(Entries from a dataset)

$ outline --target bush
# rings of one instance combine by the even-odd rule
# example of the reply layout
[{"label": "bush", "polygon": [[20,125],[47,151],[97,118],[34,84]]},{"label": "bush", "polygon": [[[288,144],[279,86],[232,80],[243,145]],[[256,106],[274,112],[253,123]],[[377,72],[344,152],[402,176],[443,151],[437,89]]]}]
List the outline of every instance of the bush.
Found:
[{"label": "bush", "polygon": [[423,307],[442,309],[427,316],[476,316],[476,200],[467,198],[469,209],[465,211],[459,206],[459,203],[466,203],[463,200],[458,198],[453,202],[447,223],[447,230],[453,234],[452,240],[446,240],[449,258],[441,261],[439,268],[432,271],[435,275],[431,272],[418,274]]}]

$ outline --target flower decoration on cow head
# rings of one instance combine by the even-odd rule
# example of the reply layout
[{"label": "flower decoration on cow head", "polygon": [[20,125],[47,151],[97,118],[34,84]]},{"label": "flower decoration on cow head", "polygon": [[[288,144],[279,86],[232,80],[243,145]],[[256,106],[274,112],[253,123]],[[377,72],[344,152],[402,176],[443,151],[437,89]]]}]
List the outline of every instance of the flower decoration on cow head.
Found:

--

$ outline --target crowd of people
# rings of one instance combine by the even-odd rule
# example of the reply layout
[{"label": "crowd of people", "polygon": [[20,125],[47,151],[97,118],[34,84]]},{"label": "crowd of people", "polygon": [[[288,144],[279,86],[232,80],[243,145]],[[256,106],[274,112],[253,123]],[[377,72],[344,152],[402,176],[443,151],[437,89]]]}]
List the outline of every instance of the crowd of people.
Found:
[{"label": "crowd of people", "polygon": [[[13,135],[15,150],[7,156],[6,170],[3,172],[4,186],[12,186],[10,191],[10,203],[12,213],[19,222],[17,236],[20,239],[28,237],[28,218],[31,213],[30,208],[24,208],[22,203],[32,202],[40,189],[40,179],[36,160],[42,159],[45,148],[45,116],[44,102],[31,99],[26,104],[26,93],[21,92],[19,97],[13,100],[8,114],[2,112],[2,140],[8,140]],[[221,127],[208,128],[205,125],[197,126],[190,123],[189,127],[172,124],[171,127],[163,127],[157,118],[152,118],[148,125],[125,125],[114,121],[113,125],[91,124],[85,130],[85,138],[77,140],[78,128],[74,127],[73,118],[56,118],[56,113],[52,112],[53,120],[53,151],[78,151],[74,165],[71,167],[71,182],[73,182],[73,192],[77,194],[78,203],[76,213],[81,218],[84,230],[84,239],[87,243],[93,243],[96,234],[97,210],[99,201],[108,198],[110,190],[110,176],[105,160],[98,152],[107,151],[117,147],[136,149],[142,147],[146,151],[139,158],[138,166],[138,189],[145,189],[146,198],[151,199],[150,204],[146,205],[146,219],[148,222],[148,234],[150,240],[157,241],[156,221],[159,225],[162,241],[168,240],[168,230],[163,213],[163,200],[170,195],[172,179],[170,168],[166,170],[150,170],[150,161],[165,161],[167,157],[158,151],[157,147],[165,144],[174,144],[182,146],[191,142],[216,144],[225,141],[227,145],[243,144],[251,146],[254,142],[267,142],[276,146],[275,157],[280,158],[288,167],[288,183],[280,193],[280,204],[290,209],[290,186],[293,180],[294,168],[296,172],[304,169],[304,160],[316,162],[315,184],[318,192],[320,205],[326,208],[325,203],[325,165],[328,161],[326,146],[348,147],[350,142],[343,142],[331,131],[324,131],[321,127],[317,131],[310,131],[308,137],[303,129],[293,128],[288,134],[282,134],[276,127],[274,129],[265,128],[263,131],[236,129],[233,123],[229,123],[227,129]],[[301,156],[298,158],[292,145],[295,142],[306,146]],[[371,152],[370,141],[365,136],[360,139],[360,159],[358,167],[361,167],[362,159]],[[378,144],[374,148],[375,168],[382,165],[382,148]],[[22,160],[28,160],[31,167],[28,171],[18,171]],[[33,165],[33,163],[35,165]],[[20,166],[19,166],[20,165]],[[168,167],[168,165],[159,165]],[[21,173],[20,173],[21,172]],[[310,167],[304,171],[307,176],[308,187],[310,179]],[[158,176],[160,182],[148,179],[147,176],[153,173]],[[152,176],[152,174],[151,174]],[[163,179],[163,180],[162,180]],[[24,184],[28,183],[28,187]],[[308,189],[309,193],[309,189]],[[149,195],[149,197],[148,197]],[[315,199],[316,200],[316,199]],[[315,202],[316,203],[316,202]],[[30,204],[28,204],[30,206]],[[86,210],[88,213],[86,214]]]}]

---

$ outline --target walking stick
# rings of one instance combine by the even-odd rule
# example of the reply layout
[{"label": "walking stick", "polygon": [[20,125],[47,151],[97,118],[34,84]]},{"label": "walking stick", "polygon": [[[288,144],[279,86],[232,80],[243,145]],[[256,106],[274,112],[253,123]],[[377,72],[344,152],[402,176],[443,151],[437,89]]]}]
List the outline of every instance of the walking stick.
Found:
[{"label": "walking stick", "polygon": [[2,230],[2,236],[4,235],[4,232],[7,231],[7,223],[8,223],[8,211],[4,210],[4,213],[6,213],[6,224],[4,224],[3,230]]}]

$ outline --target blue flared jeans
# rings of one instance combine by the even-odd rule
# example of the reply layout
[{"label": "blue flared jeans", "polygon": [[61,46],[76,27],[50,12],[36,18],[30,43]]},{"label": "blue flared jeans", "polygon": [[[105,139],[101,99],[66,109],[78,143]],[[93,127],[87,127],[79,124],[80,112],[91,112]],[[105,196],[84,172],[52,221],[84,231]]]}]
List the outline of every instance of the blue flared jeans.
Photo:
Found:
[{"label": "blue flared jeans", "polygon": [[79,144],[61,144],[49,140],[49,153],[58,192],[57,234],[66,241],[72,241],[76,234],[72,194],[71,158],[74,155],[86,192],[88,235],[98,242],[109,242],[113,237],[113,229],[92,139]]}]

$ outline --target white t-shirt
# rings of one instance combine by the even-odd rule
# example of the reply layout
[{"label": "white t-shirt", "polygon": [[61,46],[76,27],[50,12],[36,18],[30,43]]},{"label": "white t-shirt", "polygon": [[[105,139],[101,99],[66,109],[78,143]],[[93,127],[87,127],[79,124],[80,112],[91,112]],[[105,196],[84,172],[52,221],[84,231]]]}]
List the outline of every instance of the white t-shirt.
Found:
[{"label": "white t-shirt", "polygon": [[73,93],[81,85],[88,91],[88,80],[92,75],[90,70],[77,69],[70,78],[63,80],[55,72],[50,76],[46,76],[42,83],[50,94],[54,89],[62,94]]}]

_Exercise description:_
Please count the lines in the rows above that contain the string "shirt", treating uppercase and lowercase as different. Reply with the number alone.

_Complete output:_
4